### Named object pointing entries
_____

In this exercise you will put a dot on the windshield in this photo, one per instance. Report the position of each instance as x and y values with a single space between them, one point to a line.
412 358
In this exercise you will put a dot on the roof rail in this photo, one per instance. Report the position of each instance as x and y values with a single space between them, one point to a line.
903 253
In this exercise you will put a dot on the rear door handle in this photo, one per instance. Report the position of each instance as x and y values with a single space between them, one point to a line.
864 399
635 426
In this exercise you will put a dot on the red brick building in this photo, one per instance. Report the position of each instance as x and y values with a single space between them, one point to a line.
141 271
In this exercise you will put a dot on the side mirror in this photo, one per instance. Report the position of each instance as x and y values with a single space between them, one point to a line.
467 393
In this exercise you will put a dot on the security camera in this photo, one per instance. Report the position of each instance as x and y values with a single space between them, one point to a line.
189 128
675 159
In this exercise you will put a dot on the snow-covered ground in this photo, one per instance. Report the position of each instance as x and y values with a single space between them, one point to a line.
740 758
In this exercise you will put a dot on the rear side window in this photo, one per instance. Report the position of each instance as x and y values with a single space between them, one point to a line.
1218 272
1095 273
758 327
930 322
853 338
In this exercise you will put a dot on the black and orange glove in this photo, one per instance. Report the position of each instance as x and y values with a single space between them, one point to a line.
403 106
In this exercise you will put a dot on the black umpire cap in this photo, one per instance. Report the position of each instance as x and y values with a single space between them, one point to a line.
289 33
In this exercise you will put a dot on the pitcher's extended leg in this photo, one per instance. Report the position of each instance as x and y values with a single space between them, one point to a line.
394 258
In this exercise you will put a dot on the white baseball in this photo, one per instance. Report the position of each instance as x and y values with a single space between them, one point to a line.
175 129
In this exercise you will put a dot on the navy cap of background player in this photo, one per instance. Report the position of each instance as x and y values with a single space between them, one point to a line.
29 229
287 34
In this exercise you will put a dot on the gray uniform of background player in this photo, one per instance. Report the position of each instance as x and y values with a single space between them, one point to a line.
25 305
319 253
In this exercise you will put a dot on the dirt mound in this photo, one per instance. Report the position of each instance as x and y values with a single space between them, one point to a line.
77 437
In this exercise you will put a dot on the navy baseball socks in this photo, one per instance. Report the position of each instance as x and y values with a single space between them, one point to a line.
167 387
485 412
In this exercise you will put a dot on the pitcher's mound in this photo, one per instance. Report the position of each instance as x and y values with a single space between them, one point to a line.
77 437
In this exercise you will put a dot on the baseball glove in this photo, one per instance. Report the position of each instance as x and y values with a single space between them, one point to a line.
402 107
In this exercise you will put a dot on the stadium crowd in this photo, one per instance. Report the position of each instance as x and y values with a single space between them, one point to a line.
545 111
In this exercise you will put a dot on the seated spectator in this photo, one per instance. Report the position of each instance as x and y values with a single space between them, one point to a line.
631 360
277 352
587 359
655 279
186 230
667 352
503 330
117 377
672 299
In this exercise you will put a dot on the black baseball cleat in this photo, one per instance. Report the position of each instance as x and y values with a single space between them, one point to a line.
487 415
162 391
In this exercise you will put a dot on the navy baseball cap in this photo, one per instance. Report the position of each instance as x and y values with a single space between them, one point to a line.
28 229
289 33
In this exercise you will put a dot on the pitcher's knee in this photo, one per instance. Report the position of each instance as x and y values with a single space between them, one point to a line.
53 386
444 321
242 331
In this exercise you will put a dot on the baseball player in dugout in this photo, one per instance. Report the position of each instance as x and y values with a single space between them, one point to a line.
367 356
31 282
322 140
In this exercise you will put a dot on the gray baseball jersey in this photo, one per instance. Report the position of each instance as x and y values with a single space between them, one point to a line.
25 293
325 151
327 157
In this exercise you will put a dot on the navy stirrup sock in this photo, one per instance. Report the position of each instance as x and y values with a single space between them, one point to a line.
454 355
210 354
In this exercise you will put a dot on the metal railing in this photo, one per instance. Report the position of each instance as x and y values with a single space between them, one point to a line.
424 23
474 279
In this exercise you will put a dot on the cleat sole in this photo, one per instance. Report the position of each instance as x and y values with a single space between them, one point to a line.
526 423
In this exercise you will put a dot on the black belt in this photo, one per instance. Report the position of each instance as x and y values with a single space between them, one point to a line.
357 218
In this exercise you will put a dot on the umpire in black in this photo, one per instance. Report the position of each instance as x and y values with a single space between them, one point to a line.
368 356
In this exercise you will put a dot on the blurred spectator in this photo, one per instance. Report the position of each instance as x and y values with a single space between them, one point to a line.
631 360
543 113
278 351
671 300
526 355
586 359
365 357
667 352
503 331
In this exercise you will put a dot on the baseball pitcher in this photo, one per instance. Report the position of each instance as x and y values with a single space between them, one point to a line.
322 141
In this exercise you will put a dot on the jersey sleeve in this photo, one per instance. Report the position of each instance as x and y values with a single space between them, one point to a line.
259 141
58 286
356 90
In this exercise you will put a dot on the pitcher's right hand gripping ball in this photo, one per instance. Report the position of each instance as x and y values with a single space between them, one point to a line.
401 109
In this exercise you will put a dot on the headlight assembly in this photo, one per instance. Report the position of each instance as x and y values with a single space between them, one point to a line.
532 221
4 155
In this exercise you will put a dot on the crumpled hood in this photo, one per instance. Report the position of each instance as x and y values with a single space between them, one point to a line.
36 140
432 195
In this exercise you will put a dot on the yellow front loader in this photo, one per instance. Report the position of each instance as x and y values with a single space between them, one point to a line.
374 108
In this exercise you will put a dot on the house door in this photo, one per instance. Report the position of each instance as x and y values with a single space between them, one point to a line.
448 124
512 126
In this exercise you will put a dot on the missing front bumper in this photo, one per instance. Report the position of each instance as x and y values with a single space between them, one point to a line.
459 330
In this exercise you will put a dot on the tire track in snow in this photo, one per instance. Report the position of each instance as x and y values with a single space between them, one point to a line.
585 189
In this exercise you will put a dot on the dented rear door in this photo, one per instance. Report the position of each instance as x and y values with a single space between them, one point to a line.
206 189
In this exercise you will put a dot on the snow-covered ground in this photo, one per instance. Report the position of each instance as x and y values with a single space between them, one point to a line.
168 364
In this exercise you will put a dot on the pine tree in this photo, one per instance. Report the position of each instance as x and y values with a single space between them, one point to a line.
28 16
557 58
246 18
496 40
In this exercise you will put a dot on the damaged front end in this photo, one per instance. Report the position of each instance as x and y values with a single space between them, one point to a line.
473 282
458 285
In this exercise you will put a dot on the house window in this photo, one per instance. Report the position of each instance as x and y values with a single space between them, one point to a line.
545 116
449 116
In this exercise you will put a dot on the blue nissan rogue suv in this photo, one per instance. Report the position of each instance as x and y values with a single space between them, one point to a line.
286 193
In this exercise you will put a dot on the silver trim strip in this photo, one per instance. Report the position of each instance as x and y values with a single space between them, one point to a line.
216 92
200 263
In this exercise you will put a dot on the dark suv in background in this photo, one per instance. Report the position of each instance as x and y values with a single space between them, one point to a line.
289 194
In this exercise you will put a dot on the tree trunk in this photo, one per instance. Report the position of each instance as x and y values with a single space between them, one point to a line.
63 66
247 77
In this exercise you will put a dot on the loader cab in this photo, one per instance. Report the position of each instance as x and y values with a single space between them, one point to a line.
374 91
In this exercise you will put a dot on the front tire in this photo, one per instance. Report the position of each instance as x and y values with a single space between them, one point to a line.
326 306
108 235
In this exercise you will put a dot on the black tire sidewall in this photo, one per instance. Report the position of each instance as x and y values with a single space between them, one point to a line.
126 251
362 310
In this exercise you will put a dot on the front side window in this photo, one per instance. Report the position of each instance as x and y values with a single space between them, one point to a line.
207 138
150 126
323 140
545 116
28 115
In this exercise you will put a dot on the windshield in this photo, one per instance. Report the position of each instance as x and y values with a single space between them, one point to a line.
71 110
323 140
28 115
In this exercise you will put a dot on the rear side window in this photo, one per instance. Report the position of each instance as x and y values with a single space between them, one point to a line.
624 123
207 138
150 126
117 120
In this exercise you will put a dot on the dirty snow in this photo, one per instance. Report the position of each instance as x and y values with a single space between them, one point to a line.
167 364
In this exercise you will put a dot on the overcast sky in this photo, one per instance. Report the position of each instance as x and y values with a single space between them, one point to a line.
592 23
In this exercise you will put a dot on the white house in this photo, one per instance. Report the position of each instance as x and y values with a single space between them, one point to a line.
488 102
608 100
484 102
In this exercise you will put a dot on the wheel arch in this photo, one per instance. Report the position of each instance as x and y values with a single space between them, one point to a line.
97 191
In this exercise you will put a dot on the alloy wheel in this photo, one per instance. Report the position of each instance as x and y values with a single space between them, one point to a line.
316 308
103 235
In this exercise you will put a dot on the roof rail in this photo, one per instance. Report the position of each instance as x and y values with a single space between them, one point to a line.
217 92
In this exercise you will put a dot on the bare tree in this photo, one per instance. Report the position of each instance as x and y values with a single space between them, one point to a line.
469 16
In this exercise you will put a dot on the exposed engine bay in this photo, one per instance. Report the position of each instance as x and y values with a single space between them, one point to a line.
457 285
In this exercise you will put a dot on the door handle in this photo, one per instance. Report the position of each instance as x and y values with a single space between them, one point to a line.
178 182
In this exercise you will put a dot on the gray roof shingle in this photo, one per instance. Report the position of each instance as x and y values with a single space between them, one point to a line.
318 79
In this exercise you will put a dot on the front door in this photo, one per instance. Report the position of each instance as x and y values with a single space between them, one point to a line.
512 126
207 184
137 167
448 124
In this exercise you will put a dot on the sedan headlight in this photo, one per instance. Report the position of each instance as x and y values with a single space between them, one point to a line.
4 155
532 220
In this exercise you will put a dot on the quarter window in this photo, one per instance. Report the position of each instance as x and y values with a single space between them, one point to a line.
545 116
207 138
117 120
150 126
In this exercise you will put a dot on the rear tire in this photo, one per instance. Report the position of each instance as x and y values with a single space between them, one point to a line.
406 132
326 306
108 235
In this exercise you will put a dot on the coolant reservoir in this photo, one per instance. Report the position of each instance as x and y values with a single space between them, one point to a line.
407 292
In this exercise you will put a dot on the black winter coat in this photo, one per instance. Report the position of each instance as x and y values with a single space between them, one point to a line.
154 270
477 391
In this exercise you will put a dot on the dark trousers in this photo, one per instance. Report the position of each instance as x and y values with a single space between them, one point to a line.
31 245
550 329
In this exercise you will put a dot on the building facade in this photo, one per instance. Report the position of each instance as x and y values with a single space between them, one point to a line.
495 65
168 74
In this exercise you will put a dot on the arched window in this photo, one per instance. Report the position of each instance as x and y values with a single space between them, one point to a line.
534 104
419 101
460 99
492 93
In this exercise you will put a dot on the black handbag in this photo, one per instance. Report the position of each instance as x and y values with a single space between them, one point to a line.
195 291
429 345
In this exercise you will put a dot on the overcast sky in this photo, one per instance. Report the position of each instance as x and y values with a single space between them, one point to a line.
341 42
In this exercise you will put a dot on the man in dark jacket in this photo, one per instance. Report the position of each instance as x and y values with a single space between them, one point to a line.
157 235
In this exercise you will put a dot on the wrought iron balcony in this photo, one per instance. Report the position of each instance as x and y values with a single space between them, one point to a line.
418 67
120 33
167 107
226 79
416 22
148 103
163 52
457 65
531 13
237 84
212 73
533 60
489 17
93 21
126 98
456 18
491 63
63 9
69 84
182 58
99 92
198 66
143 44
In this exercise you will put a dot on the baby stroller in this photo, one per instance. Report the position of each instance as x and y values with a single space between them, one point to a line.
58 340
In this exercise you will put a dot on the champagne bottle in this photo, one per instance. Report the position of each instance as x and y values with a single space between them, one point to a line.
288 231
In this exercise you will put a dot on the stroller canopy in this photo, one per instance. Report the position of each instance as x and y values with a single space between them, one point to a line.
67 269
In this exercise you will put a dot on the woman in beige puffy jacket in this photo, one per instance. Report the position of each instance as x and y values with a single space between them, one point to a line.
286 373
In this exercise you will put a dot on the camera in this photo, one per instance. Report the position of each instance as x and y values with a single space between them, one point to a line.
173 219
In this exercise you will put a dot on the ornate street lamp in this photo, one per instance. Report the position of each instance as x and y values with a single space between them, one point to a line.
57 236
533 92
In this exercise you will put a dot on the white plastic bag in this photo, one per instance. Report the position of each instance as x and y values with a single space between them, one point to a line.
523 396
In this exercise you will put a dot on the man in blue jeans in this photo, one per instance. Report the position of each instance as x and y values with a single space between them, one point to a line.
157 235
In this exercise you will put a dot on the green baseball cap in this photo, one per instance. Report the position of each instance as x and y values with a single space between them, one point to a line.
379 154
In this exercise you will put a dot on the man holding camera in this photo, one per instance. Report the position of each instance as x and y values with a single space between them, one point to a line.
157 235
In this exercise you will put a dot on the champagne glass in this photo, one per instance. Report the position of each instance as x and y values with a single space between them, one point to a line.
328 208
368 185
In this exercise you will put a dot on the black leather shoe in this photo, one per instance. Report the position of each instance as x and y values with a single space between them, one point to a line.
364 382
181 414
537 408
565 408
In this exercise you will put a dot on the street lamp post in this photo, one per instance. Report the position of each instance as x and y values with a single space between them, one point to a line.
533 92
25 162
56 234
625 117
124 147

_____

### TASK STATEMENT
Print only the lines from the one with "man in blue" to the end of the records, both included.

### THE RESULT
In this exercise you will put a dot on the man in blue jeans in this photo, one per instance. Report the position of each instance as x and y values with a single space between them, one point to a line.
157 235
In this exercise you will put a dot on the green baseball cap in this photo, one per instance. Report the position of each instance as x and y values with a single space between them, one point to a line.
379 154
In this exercise you will put a dot on the man holding camera in this photo, one per instance. Report the position of each instance as x and y values with a single space between them, one point to a line.
157 235
In this exercise you will put a dot on the champagne glass in this photo, one per instance. Report the position of each instance as x and y values with a single space between them, one point to a line.
328 208
368 185
In this exercise you will put a dot on the black leather shoe in this photo, one per instance. Report the position of each instance as x and y values with a single space between them, one point to a line.
364 382
181 414
537 408
565 408
In this exercise you will put a dot on the street lamp post in this photo, one per instance. Report the position of each instance as x and y values with a single space between them, one point to a line.
533 92
25 162
56 234
625 117
124 147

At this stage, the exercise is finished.